Document extract >>
************
Re: possible bug with indexing with term vectors

Michael McCandless Sat, 29 Sep 2007 05:35:45 -0700

You are right Grant -- good catch!!!  I have a unit test showing it
now.  Thank you :)


So, this case is tickled if you have a doc (or docs) that have some
fields with term vectors enabled, but then later as part of the same
buffered set of docs you have 1 or more docs that have no fields with
term vectors enabled.

I'll fix it.

The thing is, from Andi's description I'm not sure this is the case
he's hitting?  He said all docs have 5 fields, one of them with term
vectors enabled ... hmmm.

Mike

On Sat, 29 Sep 2007 07:59:13 -0400, "Grant Ingersoll" <[EMAIL PROTECTED]> said:
> Hmmm, not sure, but in looking at DocumentsWriter, it seems like  
> lines around 553 might be at issue:
> if (tvx != null) {
>          tvx.writeLong(tvd.getFilePointer());
>          if (numVectorFields > 0) {
>            tvd.writeVInt(numVectorFields);
>            for(int i=0;i<numVectorFields;i++)
>              tvd.writeVInt(vectorFieldNumbers[i]);
>            assert 0 == vectorFieldPointers[0];
>            tvd.writeVLong(tvf.getFilePointer());
>            long lastPos = vectorFieldPointers[0];
>            for(int i=1;i<numVectorFields;i++) {
>              long pos = vectorFieldPointers[i];
>              tvd.writeVLong(pos-lastPos);
>              lastPos = pos;
>            }
>            tvfLocal.writeTo(tvf);
>            tvfLocal.reset();
>          }
>        }
> 
> Specifically, the exception being thrown seems to be that it is  
> trying to read in a vInt that contains the number of fields that have  
> vectors.  However, in DocumentsWriter, it only writes out this vInt  
> if the numVectorFields is > 0.
************
Data >>
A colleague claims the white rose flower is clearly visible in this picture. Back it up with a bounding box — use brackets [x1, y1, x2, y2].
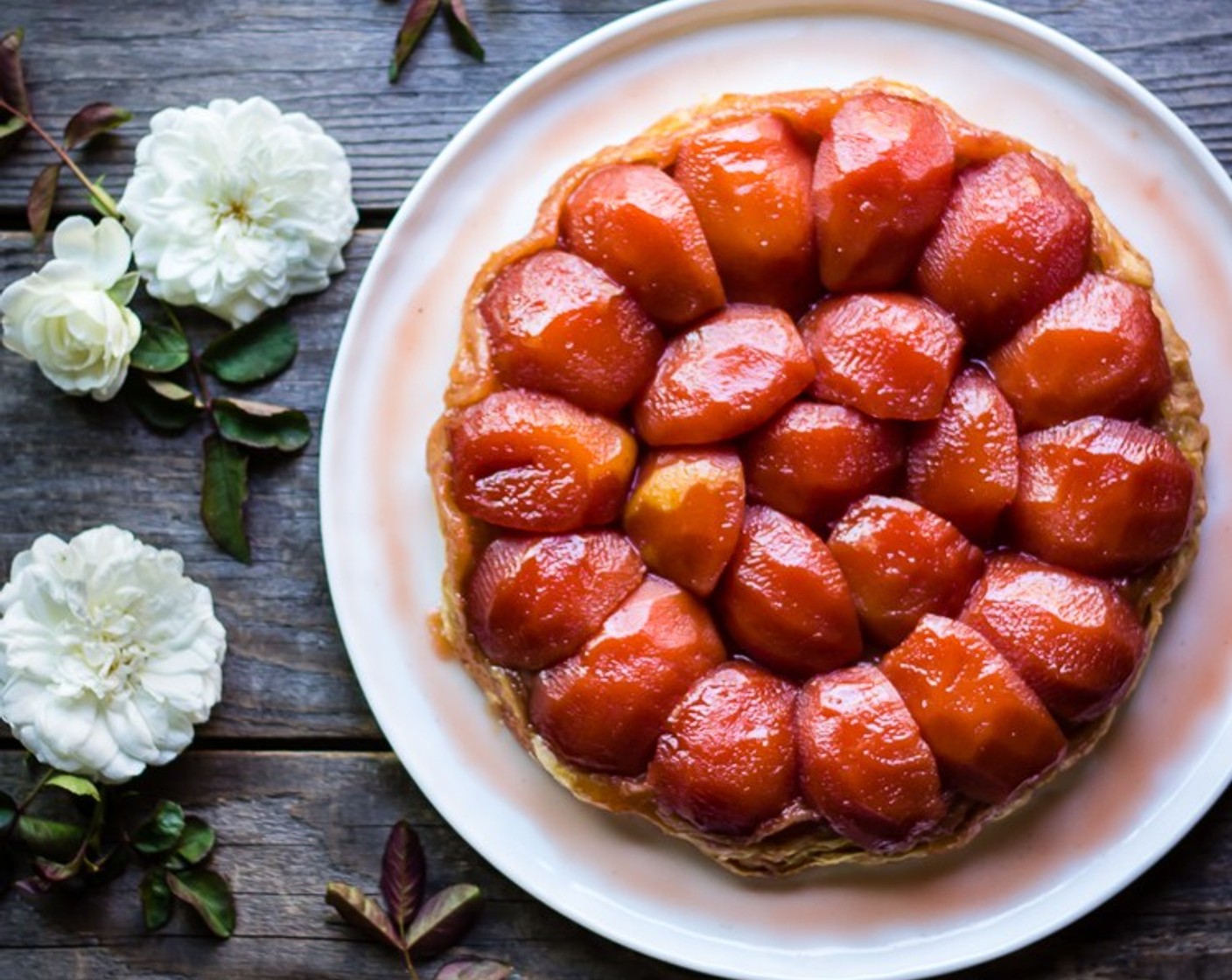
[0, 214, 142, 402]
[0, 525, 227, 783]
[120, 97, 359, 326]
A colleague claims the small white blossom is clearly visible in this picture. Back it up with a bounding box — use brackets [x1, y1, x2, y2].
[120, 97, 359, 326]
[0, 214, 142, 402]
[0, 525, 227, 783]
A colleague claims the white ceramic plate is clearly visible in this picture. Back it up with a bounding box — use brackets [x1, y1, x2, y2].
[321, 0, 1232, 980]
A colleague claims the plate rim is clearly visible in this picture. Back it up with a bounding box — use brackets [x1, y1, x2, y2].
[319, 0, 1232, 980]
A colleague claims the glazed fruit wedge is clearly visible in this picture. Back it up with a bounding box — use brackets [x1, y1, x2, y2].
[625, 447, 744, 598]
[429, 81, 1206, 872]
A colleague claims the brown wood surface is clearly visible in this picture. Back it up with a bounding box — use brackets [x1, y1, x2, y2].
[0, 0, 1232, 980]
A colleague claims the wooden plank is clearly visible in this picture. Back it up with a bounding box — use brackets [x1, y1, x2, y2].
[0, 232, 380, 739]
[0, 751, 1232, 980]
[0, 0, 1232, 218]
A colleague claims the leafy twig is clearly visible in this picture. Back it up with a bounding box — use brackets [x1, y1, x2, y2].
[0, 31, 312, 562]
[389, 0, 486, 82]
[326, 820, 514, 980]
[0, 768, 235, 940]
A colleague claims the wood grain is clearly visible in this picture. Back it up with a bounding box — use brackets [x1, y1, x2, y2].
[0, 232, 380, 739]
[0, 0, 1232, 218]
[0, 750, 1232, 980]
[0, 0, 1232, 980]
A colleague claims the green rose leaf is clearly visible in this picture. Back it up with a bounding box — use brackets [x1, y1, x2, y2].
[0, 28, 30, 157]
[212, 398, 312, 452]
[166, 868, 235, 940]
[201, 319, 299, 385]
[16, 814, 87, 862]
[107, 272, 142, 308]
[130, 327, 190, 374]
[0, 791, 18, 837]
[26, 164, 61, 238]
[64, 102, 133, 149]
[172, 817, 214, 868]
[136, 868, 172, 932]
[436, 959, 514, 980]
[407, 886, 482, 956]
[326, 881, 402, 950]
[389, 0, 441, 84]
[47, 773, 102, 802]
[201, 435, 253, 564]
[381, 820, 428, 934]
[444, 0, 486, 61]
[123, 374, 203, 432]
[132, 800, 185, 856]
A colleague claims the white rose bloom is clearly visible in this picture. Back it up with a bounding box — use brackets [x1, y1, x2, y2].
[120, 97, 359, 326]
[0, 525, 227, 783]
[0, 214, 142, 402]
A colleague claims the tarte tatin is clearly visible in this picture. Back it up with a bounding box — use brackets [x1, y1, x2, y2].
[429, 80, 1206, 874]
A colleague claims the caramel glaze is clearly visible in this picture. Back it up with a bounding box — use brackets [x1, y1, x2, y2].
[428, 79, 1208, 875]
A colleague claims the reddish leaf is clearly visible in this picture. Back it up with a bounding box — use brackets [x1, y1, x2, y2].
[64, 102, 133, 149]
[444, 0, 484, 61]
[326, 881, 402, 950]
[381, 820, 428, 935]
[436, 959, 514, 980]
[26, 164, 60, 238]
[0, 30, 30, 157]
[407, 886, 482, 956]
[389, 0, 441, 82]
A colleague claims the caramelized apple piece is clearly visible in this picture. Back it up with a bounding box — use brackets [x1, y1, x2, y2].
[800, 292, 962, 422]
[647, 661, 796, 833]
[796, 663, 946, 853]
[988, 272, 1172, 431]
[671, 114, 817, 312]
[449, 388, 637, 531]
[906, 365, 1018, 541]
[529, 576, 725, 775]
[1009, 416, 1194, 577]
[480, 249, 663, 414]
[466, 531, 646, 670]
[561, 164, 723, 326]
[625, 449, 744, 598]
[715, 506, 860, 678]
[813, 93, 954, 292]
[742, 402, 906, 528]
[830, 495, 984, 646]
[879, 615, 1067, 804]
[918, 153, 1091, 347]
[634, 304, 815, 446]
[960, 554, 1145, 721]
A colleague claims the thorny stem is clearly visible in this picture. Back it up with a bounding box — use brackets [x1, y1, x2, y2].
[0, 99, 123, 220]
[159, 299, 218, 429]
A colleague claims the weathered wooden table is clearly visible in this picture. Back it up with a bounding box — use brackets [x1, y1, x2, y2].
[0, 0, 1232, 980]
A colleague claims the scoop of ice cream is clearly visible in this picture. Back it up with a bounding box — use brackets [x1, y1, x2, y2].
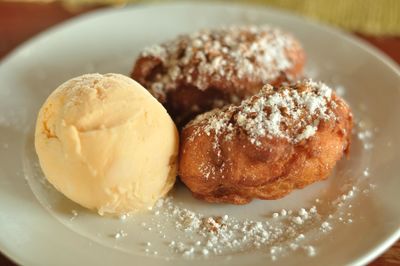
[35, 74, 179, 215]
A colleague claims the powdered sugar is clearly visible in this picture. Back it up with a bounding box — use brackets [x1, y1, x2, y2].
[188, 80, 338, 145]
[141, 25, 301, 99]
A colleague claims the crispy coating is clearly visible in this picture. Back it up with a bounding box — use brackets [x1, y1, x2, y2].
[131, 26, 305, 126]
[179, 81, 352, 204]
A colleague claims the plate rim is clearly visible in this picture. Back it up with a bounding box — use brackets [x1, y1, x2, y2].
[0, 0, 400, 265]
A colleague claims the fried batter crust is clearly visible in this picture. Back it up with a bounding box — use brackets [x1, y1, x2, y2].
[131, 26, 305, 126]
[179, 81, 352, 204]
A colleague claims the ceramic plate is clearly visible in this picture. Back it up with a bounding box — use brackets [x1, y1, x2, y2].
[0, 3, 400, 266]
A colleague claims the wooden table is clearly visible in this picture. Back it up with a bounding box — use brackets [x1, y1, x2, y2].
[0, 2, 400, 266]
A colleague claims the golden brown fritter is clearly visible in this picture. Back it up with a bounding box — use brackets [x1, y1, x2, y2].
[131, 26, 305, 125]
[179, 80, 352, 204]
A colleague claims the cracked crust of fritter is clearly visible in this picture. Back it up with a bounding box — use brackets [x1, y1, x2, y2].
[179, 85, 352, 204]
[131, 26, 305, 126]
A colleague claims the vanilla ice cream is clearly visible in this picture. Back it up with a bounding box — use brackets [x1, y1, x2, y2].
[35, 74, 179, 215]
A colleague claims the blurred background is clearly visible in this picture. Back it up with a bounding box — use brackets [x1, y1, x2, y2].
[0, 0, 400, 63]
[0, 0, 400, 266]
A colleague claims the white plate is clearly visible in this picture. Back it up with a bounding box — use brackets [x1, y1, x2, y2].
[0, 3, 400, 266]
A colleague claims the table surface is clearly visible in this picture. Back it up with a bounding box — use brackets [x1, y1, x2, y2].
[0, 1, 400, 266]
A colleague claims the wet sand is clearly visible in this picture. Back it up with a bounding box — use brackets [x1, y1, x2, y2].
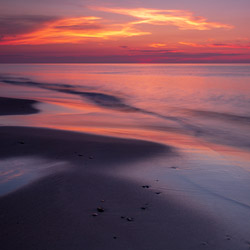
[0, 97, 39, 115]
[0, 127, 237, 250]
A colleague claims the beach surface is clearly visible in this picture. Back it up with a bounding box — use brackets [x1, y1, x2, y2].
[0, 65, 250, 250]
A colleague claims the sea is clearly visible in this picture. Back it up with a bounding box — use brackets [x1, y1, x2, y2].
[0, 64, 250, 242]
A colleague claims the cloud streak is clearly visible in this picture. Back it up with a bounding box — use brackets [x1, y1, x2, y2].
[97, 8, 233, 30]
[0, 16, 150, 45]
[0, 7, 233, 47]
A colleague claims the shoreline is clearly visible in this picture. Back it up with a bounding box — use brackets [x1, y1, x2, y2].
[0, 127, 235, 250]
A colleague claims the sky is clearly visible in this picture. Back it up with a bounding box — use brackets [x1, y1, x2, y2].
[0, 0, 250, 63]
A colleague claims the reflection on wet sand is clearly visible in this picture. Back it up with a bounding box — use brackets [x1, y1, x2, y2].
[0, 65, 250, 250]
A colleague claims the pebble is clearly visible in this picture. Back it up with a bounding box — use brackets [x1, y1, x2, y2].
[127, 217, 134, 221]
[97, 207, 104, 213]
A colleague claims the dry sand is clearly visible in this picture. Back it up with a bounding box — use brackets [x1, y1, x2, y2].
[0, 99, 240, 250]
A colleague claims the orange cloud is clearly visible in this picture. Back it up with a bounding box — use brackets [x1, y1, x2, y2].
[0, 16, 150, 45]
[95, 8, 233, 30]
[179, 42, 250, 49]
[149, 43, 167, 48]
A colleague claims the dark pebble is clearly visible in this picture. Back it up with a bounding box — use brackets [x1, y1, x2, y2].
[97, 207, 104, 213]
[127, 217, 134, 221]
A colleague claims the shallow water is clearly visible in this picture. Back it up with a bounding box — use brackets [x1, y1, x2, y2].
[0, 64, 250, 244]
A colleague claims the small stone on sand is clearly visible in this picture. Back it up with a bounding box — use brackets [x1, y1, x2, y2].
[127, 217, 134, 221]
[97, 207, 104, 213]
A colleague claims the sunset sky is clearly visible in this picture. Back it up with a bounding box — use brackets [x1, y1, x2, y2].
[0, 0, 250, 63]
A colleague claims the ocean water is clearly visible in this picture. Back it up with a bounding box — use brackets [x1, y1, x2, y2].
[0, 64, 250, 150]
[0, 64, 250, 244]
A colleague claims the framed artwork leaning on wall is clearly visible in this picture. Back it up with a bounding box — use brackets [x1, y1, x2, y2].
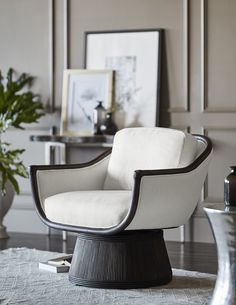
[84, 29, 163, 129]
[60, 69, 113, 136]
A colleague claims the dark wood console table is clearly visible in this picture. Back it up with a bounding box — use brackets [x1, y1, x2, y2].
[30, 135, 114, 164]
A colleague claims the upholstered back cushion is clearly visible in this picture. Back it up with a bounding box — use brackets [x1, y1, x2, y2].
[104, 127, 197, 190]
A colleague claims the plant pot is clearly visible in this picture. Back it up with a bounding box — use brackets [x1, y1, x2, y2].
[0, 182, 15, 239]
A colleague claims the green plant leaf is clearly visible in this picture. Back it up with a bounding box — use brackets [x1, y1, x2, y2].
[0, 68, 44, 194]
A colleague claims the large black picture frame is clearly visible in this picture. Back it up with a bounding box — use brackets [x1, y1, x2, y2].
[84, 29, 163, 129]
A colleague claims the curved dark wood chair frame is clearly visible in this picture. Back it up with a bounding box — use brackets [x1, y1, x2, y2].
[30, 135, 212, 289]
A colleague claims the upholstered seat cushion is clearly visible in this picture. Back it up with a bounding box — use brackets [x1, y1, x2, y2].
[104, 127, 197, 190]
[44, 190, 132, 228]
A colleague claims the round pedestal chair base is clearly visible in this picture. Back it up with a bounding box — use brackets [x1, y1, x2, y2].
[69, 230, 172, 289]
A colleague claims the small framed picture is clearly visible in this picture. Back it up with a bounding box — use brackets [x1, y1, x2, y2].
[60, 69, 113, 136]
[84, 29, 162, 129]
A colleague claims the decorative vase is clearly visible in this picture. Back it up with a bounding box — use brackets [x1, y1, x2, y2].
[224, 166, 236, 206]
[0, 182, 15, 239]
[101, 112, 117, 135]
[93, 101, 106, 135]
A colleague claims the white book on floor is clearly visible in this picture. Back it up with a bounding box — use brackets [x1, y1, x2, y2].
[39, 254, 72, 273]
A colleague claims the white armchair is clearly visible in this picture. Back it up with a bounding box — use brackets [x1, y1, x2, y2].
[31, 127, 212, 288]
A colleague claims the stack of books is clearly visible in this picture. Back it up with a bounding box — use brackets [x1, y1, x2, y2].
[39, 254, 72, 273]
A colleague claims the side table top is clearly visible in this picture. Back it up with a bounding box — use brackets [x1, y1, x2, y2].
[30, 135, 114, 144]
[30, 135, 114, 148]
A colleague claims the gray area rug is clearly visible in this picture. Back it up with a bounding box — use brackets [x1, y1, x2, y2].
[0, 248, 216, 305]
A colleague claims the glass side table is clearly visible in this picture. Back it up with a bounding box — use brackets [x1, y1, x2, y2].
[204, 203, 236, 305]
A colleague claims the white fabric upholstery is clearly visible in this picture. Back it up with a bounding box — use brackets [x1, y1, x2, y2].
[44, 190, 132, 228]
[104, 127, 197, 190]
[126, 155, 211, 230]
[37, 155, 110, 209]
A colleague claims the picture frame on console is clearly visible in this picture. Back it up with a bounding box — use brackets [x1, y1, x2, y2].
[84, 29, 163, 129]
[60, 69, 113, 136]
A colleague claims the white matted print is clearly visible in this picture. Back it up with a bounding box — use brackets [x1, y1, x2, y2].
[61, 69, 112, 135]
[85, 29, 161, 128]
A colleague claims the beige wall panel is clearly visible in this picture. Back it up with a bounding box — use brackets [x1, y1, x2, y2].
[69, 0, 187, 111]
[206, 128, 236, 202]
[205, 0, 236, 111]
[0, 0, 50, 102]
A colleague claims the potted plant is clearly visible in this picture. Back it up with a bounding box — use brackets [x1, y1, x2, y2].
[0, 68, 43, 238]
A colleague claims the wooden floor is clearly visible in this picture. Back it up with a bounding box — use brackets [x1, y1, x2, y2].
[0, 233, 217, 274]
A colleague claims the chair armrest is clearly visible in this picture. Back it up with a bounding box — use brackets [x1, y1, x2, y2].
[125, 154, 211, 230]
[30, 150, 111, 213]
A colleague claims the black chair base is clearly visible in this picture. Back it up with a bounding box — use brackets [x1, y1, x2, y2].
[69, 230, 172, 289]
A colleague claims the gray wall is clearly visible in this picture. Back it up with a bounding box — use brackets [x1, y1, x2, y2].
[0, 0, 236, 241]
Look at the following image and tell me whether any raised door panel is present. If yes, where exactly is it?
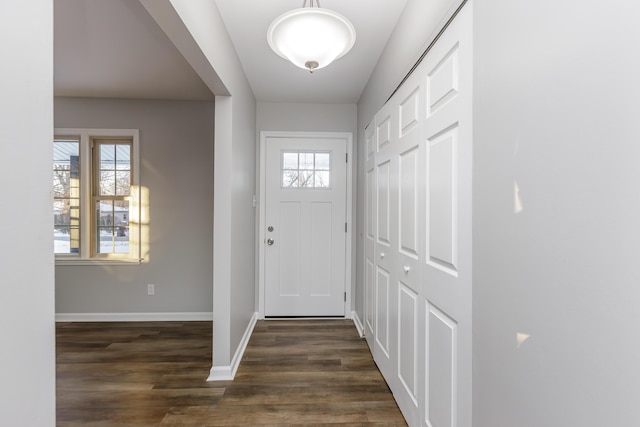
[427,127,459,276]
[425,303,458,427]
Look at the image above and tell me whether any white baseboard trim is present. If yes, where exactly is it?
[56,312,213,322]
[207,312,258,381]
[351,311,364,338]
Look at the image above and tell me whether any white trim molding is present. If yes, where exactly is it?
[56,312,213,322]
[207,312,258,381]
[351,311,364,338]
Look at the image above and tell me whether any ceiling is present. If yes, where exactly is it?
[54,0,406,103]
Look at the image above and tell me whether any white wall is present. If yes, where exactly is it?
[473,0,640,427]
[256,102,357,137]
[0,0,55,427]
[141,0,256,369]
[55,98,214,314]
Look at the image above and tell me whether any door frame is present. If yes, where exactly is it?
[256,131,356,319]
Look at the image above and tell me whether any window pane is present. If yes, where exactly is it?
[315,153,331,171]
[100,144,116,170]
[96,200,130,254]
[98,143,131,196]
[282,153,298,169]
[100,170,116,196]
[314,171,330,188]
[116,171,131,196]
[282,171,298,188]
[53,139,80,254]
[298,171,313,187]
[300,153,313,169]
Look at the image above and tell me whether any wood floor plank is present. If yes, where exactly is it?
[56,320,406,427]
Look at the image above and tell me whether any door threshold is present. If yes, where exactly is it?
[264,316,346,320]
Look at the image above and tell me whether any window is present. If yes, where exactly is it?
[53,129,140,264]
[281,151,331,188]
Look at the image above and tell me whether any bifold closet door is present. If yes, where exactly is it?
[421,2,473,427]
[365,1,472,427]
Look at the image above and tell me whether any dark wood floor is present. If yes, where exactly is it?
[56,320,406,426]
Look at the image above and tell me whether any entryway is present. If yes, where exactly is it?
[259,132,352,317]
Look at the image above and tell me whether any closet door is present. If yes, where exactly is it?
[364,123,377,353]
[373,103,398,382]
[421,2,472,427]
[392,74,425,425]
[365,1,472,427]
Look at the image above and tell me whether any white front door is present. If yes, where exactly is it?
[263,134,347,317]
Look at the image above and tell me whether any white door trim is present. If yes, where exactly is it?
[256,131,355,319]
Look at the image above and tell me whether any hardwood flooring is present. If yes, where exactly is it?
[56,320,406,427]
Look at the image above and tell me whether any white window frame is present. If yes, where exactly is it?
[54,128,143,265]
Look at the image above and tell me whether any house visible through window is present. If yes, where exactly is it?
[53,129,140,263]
************
Challenge 1 >> Using the term vectors thread, explain in one to three sentences why Mike isn't sure the bug he confirmed is the one Andi is hitting.
Challenge 2 >> According to the term vectors thread, what does Mike say he now has that shows the bug?

Written reply 1 >> The bug only shows up when a buffered set of docs includes one or more docs with no fields that have term vectors enabled. Andi said all his docs have 5 fields, one of them with term vectors enabled, so his docs don't seem to match that case.

Written reply 2 >> A unit test.